(Photo object pointing records)
** Start **
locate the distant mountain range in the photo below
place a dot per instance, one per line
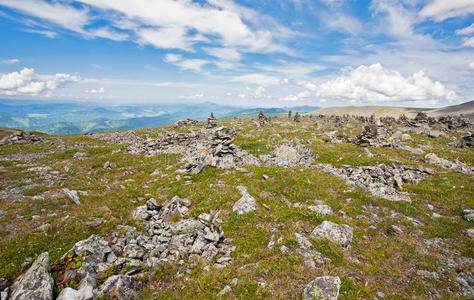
(467, 109)
(72, 118)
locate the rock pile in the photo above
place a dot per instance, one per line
(211, 121)
(289, 155)
(373, 136)
(323, 288)
(182, 123)
(446, 164)
(22, 137)
(262, 119)
(127, 252)
(381, 180)
(297, 117)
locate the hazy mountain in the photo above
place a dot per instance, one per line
(71, 118)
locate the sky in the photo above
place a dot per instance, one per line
(267, 53)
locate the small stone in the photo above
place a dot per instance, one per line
(227, 289)
(341, 234)
(323, 288)
(394, 230)
(72, 195)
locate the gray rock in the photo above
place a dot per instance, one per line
(72, 195)
(227, 289)
(323, 288)
(341, 234)
(69, 294)
(245, 204)
(36, 282)
(321, 209)
(121, 287)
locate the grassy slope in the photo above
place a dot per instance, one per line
(376, 263)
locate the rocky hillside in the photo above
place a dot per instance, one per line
(296, 207)
(467, 109)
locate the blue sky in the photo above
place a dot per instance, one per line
(253, 53)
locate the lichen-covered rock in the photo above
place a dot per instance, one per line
(338, 233)
(323, 288)
(36, 283)
(121, 287)
(245, 204)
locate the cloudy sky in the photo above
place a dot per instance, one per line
(242, 52)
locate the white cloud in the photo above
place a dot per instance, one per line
(376, 84)
(224, 53)
(290, 98)
(440, 10)
(10, 61)
(171, 58)
(466, 31)
(96, 91)
(468, 42)
(256, 78)
(192, 64)
(27, 82)
(63, 15)
(46, 33)
(107, 33)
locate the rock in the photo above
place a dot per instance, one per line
(323, 288)
(72, 195)
(308, 251)
(394, 230)
(227, 289)
(262, 119)
(469, 217)
(245, 204)
(121, 287)
(341, 234)
(470, 233)
(36, 282)
(321, 209)
(69, 294)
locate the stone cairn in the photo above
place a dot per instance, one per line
(262, 119)
(21, 137)
(182, 123)
(211, 121)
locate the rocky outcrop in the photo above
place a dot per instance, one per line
(245, 204)
(35, 283)
(289, 155)
(446, 164)
(22, 137)
(340, 234)
(381, 180)
(323, 288)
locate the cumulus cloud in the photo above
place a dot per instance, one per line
(96, 91)
(10, 61)
(440, 10)
(376, 84)
(27, 82)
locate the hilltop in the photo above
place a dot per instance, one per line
(241, 208)
(467, 109)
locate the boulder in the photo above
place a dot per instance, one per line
(245, 204)
(121, 287)
(322, 288)
(341, 234)
(36, 282)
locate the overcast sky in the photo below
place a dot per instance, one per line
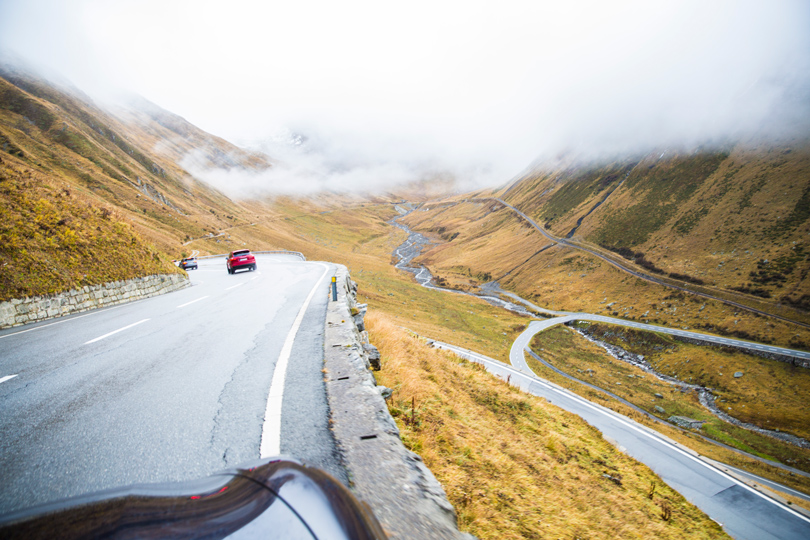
(386, 90)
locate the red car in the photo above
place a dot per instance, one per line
(240, 259)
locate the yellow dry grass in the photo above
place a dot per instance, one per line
(494, 243)
(572, 354)
(513, 465)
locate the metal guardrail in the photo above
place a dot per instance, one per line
(276, 252)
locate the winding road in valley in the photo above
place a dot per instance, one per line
(642, 275)
(170, 388)
(744, 512)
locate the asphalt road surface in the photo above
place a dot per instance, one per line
(170, 388)
(745, 513)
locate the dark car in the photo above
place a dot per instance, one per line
(241, 259)
(276, 498)
(188, 264)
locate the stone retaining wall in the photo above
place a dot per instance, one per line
(27, 310)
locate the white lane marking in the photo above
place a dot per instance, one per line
(271, 430)
(115, 332)
(620, 419)
(63, 321)
(189, 303)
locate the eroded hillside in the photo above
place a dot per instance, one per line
(735, 219)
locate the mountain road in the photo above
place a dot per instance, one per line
(745, 513)
(170, 388)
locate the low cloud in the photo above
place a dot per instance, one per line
(384, 93)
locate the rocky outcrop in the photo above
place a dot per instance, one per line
(27, 310)
(403, 493)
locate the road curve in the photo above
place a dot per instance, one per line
(641, 275)
(745, 513)
(170, 388)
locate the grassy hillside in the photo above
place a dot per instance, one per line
(735, 219)
(87, 197)
(97, 197)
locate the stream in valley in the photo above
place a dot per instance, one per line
(416, 243)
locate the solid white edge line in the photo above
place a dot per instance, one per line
(115, 332)
(627, 423)
(189, 303)
(271, 429)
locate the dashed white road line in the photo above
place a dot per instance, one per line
(271, 430)
(115, 332)
(193, 301)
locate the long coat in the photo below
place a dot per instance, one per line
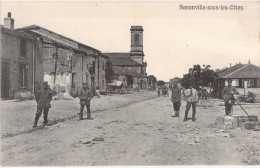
(85, 96)
(176, 95)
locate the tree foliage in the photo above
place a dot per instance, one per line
(109, 71)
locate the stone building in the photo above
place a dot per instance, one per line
(240, 74)
(67, 63)
(21, 64)
(131, 66)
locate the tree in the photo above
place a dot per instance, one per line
(161, 83)
(109, 71)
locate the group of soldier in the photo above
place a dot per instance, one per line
(191, 96)
(44, 95)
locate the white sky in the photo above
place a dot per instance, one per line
(174, 40)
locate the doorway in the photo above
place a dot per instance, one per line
(5, 80)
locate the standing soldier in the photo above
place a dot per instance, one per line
(191, 96)
(228, 96)
(43, 98)
(176, 98)
(85, 97)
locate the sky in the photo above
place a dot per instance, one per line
(174, 39)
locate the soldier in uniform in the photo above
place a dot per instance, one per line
(176, 98)
(228, 96)
(191, 96)
(85, 96)
(43, 98)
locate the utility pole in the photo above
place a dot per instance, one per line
(56, 60)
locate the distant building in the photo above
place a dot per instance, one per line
(176, 79)
(239, 74)
(129, 67)
(20, 61)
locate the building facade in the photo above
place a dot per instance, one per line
** End **
- **AIM OF THE EXERCISE**
Restate the entire listing word for word, excluding pictures.

- **RESULT OF THE TASK**
locate the distant mountain range in the photo below
place a dot per instance, one per line
(467, 109)
(72, 118)
locate the rock pile in the photo above
place a dot per instance, one per line
(211, 121)
(289, 155)
(373, 136)
(323, 288)
(182, 123)
(446, 164)
(22, 137)
(262, 119)
(127, 252)
(381, 180)
(297, 117)
locate the hazy mountain in the photo above
place a dot per instance, one per line
(71, 118)
locate the sky in the photo above
place a dot per instance, one per line
(267, 53)
locate the small stone in the photo above
place a dot per instance, one per line
(227, 289)
(341, 234)
(323, 288)
(394, 230)
(72, 195)
locate the gray rock in the photo above
place a dot per instance, one per line
(72, 195)
(227, 289)
(323, 288)
(341, 234)
(69, 294)
(245, 204)
(36, 282)
(321, 209)
(121, 287)
locate the grassy slope in the photo above
place a dot per instance, one per line
(376, 263)
locate the rocky hillside in the photo above
place a dot per instance, one per line
(296, 207)
(467, 109)
locate the blue sky in the photo above
place a dot per instance, one per line
(253, 53)
locate the lichen-covered rock in the photo above
place a dot per instance, one per line
(338, 233)
(323, 288)
(36, 283)
(121, 287)
(245, 204)
locate the cloudy sky in the photo above
place a dot per instance, one per line
(242, 52)
locate the white cloud in the photo above
place a dot per instance, one per line
(376, 84)
(224, 53)
(290, 98)
(440, 10)
(10, 61)
(171, 58)
(466, 31)
(96, 91)
(468, 42)
(256, 78)
(192, 64)
(27, 82)
(63, 15)
(46, 33)
(107, 33)
locate the rock in the photo above
place a dot per instance, one per line
(323, 288)
(72, 195)
(308, 251)
(394, 230)
(227, 289)
(262, 119)
(469, 217)
(245, 204)
(121, 287)
(341, 234)
(470, 233)
(36, 282)
(321, 209)
(69, 294)
locate the stone cairn in the photo above
place a dot per instance, one per line
(262, 119)
(21, 137)
(182, 123)
(211, 121)
locate the rocky outcrop in the photo above
place a dot per instance, one per line
(245, 204)
(35, 283)
(289, 155)
(446, 164)
(22, 137)
(340, 234)
(381, 180)
(323, 288)
locate the cumulus cloud in the photo above
place a dot per instance, one per line
(96, 91)
(10, 61)
(440, 10)
(376, 84)
(27, 82)
locate the hilltop in the photo above
place a dot per instance, one per line
(241, 208)
(467, 109)
locate the boulder in the photo above
place a dot per instance, one per line
(245, 204)
(121, 287)
(322, 288)
(341, 234)
(36, 282)
locate the overcast sky in the photo below
place a dot per instance, one per line
(386, 90)
locate the red car in the photo above
place a dot per instance, one per line
(240, 259)
locate the yellow dry grass in the photo above
place a dot per instance, one per line
(494, 243)
(572, 354)
(513, 465)
locate the metal guardrail in the photo above
place a dot per instance, one per line
(276, 252)
locate the winding road in valley in the photo above
place a dot per instance, one per line
(642, 275)
(170, 388)
(744, 512)
locate the asphalt road surface in the photo above
place a dot per instance, one per line
(170, 388)
(745, 513)
locate the dark car in the photo above
place a dot per instance, one per line
(241, 259)
(276, 498)
(188, 264)
locate the stone retaining wall in the photo above
place a dot per instance, one per line
(27, 310)
locate the white lane marking in the photo above
place a dot per instance, one per line
(271, 430)
(115, 332)
(620, 419)
(63, 321)
(189, 303)
locate the eroded hillside in the photo above
place a dot per instance, one per line
(735, 219)
locate the mountain road in the photo above
place a dot per instance, one per line
(745, 513)
(170, 388)
locate the low cloud in the photo above
place a dot per instance, one per line
(384, 93)
locate the rocky outcrop in the photo above
place a dot per instance, one per line
(27, 310)
(403, 493)
locate the road curve in the photo above
place a dot per instance, one per line
(641, 275)
(745, 513)
(170, 388)
locate the grassy hillside in the photo above
place a dot per instance, one per line
(735, 219)
(87, 197)
(97, 197)
locate the stream in valley in the photo above
place a dot per instance, one per line
(416, 243)
locate the solid white edge line in the photo above
place a dot per instance, one per line
(115, 332)
(627, 423)
(189, 303)
(271, 429)
locate the dashed white road line in the photo above
place a dot per instance, one per line
(271, 430)
(115, 332)
(193, 301)
locate the long coat in the photo below
place a dot per instance, one per line
(85, 96)
(176, 95)
locate the tree foliage in the photo above
place a dot per instance, one per line
(109, 71)
locate the stone building in the photo above
place a dot per instance, one per line
(240, 74)
(67, 63)
(21, 64)
(131, 66)
locate the tree in the photo above
place a dot per instance, one per line
(161, 83)
(109, 71)
locate the group of soldier in the photo above
place a dot per instance, one per line
(191, 96)
(44, 95)
locate the white sky in the photo above
place a dot per instance, one per line
(174, 40)
locate the doorway in the photo above
place a dot per instance, one per line
(5, 80)
locate the standing soldier in the photo above
place a dot per instance, one per line
(191, 96)
(228, 96)
(43, 98)
(176, 98)
(85, 97)
locate the sky in the photo above
place a dot per instance, one per line
(174, 39)
locate the soldier in uniform in the photo above
place a dot per instance, one per line
(176, 98)
(228, 96)
(191, 96)
(85, 96)
(43, 98)
locate the utility pole in the photo above
place a dot per instance, one per line
(56, 60)
locate the distant building in the photo above
place a dot per instance, one per line
(176, 79)
(239, 74)
(129, 67)
(20, 61)
locate the building facade in the photo above
place a dot per instance, one per line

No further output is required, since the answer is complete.